[Extracted information — start]

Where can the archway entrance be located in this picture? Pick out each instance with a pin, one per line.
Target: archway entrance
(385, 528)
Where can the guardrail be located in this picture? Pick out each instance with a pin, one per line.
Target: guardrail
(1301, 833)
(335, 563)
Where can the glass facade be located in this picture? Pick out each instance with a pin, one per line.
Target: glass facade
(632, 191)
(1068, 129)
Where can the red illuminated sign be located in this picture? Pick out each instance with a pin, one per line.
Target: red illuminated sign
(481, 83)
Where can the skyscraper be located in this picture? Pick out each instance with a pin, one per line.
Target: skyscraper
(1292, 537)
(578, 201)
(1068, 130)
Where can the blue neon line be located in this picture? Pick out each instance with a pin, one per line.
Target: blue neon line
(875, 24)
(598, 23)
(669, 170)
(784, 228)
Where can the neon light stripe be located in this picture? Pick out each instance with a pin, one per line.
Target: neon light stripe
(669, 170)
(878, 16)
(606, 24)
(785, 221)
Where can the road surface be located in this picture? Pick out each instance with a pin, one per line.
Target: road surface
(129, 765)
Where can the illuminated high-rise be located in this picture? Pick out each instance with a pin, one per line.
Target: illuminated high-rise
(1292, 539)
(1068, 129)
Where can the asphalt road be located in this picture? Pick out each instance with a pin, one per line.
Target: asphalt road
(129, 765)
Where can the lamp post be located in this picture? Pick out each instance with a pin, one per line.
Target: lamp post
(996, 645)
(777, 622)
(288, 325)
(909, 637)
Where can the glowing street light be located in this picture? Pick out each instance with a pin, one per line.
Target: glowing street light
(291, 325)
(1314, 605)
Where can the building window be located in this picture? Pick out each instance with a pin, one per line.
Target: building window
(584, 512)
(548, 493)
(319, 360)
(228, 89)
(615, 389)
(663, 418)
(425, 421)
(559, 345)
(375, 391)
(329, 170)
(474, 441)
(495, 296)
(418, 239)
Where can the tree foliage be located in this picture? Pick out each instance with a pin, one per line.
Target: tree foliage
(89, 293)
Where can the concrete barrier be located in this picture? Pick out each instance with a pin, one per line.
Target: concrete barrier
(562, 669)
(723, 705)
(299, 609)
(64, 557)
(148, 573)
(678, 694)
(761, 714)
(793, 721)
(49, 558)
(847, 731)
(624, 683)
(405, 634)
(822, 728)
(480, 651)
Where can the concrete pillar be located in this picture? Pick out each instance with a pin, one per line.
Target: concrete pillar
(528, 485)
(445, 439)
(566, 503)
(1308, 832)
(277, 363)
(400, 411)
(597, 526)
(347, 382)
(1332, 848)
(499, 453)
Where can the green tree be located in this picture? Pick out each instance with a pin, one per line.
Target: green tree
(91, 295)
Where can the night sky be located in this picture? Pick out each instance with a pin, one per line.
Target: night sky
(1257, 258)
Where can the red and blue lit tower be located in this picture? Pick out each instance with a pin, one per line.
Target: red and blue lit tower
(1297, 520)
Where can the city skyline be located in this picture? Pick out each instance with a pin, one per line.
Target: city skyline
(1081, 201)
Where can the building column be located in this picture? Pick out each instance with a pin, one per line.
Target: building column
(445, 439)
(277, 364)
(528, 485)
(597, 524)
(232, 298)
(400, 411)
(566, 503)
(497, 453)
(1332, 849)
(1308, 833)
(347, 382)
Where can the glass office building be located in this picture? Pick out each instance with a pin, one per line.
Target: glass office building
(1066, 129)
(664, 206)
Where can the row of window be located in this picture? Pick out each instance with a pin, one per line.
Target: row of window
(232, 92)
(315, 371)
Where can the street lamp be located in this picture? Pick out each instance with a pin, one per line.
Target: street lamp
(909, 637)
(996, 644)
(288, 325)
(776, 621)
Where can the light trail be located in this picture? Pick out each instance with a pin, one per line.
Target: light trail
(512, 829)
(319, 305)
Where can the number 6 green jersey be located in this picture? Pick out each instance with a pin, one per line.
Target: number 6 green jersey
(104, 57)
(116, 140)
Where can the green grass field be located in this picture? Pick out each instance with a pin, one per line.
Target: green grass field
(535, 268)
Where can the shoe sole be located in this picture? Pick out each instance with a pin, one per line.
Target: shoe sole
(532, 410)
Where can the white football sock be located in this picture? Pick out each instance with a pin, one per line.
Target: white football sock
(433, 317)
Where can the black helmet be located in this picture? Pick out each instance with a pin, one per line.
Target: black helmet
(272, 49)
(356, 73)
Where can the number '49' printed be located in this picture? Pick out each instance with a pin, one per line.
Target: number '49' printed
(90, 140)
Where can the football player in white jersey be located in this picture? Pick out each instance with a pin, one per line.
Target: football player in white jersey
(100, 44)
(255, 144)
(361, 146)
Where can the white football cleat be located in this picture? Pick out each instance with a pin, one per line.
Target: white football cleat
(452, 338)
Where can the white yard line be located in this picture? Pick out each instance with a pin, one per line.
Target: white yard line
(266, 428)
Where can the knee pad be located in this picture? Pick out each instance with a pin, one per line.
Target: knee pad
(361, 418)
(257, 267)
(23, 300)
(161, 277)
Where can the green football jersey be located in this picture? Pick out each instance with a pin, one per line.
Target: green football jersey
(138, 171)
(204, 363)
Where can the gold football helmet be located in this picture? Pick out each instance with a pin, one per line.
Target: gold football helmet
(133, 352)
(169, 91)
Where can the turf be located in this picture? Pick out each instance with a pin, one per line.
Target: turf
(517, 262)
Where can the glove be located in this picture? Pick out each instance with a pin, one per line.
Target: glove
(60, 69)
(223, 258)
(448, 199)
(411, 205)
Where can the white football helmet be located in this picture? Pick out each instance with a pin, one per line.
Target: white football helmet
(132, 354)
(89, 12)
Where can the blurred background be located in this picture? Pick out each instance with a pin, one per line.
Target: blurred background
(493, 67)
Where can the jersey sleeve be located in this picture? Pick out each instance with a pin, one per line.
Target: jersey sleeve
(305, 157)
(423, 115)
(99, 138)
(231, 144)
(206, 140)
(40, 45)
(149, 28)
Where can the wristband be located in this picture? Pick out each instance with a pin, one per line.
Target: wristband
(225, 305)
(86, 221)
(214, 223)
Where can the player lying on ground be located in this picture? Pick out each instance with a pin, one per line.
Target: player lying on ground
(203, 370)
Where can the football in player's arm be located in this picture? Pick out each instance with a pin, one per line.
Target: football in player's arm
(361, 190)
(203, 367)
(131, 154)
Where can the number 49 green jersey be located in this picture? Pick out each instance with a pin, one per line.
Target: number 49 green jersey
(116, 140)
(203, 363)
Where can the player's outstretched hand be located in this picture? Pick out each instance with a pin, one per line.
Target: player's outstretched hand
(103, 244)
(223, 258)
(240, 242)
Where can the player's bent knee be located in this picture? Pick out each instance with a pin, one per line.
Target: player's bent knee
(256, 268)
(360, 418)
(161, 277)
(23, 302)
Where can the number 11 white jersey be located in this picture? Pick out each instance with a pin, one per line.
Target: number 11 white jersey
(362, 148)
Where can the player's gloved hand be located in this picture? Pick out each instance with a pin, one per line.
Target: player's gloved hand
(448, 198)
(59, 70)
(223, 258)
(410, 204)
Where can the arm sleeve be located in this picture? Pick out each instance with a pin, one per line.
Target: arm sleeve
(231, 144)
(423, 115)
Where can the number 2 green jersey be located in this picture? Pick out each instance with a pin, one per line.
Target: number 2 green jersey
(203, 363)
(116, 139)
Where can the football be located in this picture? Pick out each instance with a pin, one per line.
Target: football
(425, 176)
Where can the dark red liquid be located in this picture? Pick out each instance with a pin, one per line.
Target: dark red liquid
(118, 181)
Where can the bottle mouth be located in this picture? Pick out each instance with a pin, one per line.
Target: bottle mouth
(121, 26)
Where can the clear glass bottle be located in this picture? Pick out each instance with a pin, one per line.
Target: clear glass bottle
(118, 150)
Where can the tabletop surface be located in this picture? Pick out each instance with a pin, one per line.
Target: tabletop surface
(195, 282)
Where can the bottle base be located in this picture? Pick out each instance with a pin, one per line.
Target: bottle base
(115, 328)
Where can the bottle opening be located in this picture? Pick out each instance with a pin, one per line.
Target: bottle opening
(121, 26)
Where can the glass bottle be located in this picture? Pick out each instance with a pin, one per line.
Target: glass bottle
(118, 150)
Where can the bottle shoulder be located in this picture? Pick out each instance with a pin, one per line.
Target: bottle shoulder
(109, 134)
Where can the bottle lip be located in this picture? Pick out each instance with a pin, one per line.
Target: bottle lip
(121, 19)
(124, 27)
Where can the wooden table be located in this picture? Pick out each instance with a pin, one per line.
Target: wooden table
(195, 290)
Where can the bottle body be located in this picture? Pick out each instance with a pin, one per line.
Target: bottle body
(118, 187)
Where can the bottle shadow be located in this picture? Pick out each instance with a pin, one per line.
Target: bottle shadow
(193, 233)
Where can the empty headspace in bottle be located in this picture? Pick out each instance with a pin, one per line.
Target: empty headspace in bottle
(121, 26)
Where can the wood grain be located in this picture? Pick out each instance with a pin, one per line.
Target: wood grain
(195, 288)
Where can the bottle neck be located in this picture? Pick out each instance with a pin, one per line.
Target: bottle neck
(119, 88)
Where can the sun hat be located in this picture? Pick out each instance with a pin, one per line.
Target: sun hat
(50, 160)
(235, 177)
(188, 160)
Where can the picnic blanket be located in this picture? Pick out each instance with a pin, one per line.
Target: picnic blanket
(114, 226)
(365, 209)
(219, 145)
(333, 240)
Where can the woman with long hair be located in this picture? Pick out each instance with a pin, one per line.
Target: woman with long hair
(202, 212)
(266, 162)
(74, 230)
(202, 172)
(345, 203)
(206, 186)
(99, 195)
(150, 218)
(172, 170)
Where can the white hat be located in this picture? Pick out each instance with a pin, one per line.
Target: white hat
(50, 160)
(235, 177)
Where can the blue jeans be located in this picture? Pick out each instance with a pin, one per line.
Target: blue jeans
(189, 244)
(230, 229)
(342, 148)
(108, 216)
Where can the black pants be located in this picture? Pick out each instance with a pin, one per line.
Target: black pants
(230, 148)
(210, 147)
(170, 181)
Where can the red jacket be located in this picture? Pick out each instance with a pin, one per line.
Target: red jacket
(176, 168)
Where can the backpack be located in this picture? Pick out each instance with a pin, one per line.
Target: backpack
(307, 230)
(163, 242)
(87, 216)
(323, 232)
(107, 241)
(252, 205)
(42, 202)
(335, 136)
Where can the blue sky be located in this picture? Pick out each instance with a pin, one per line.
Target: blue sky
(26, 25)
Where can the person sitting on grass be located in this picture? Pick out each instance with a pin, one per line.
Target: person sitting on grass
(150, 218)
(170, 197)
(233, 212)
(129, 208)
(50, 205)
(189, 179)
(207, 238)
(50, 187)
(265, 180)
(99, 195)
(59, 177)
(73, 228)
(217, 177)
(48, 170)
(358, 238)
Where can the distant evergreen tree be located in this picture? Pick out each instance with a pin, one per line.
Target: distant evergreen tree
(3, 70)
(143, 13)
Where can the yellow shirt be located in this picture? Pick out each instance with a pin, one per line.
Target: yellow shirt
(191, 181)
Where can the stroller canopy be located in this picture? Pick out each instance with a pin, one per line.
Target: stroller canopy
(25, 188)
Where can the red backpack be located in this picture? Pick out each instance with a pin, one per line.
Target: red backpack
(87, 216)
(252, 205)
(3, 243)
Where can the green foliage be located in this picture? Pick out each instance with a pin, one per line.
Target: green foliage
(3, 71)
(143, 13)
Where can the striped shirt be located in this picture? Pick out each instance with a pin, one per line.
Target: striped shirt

[Extracted information — finish]

## About this exercise
Read the entries and pick out all lines that include the word "striped".

## Exercise output
Where can the striped shirt be located in this picture? Pick out each instance with a pin, one per line.
Target: striped shirt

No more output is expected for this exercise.